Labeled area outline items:
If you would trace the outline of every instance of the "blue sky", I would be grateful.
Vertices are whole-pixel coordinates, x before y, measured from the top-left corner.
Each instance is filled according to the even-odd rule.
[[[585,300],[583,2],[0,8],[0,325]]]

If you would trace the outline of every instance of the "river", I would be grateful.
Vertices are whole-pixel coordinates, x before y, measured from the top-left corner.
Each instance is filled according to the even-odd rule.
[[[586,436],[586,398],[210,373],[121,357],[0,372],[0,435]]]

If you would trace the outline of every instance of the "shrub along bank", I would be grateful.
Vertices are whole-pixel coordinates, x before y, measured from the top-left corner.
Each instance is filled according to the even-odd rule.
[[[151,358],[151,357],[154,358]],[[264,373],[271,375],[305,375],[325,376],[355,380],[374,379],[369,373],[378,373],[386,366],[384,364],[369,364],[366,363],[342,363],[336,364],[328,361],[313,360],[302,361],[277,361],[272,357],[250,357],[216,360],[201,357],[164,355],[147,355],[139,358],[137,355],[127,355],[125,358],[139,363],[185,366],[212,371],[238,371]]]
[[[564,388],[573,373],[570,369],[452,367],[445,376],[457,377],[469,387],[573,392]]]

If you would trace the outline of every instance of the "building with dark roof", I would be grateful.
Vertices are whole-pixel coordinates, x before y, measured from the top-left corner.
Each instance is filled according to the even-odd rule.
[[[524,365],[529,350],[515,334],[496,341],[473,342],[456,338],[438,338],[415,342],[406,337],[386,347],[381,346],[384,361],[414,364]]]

Short problem
Copy the records from the beginning through the line containing "[[[586,436],[586,398],[210,373],[121,357],[0,372],[0,435]]]", switching "grateful" to "thankful" and keeping everything else the same.

The answer
If you would trace the outline of every instance of the "blue sky", I would be thankful.
Vertices are whole-pixel coordinates, x before y, measured from the top-left corner.
Each instance is filled according to the even-odd rule.
[[[585,300],[583,2],[0,8],[0,325]]]

If you would trace the outline of every instance of the "river", I would be thankful.
Vertices are whole-pixel coordinates, x before y, measured from the top-left corner.
Each instance is filled according to the even-odd rule.
[[[586,436],[586,398],[210,373],[121,357],[0,372],[0,435]]]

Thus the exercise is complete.